Enunciado do exercício | Reescreva as linhas do material, da linha que contém "of the ribbed" até o fim do material, incluindo as duas pontas e sem omitir nenhuma linha. Multiplique por 2 somente as coordenadas das respostas e arredonde para números inteiros, com as metades para cima.

══ Dados fornecidos ══

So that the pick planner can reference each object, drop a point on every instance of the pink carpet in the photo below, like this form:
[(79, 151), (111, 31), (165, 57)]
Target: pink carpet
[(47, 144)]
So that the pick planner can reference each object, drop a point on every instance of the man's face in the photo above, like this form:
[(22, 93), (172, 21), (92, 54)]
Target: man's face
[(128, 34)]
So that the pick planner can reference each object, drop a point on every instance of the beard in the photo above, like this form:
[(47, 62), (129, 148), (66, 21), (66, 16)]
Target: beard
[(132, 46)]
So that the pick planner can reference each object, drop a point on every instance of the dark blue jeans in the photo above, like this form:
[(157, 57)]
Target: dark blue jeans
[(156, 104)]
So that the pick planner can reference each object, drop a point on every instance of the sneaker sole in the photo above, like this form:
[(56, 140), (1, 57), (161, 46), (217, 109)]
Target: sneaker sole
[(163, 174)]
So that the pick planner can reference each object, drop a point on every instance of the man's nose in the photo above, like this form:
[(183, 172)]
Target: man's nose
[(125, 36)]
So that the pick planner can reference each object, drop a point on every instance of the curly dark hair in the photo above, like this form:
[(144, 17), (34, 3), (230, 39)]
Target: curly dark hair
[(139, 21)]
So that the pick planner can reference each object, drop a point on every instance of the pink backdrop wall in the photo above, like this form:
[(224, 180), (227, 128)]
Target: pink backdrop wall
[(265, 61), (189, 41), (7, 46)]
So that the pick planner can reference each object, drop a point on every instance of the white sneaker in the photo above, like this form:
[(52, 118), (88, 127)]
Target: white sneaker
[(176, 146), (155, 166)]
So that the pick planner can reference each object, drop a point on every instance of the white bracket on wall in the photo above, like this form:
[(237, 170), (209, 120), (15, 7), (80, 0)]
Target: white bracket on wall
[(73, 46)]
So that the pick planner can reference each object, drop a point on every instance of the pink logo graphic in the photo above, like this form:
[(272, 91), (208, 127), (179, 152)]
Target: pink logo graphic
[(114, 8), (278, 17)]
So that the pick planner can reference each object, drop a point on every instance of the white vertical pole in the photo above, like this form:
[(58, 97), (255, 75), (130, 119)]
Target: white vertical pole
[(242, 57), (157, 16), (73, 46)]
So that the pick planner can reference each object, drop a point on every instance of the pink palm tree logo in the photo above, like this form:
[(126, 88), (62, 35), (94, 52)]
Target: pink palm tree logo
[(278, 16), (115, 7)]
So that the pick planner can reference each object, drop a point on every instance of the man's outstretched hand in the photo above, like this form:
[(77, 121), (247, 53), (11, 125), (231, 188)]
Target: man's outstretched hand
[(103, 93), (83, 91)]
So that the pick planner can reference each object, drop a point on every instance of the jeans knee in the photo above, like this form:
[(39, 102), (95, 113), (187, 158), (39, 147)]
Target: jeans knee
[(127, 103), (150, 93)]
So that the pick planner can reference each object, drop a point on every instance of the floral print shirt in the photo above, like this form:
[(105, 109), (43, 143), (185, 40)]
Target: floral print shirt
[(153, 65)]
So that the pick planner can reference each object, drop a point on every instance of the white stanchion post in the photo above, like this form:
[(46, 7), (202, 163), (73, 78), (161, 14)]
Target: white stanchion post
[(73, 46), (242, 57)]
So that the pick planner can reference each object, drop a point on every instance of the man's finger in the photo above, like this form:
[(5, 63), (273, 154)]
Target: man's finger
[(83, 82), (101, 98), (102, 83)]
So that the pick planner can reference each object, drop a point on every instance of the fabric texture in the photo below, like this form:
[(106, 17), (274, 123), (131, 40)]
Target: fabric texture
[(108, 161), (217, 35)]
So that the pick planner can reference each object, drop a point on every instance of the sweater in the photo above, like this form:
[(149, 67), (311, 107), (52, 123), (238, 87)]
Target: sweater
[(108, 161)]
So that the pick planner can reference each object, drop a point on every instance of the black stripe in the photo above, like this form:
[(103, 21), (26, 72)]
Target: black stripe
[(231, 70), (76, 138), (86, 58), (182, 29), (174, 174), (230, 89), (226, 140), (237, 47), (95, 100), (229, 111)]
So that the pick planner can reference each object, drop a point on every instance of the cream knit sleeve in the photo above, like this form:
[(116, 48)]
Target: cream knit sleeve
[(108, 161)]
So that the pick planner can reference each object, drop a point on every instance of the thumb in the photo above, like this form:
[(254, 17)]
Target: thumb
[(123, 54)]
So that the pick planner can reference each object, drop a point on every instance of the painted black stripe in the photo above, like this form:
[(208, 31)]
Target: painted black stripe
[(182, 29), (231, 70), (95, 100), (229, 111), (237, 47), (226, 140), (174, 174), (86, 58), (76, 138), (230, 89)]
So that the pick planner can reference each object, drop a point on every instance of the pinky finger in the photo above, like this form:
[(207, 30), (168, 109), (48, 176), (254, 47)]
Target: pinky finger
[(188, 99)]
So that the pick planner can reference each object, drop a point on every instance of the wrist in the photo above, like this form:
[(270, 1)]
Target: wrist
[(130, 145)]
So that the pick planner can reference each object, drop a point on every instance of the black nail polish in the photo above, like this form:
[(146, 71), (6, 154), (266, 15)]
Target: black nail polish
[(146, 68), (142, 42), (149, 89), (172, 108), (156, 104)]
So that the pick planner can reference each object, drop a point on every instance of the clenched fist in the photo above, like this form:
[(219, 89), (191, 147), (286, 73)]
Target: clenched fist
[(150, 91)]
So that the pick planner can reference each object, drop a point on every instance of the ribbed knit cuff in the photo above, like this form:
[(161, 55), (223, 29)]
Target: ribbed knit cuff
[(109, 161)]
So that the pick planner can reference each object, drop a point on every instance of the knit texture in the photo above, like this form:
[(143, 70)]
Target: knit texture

═══

Resultado correto |
So that the pick planner can reference each object, drop a point on every instance of the ribbed knit cuff in the photo above, like this form:
[(161, 55), (223, 29)]
Target: ribbed knit cuff
[(218, 322)]
So that the pick planner can reference each object, drop a point on every instance of the knit texture in the photo above, like this form:
[(143, 70)]
Target: knit texture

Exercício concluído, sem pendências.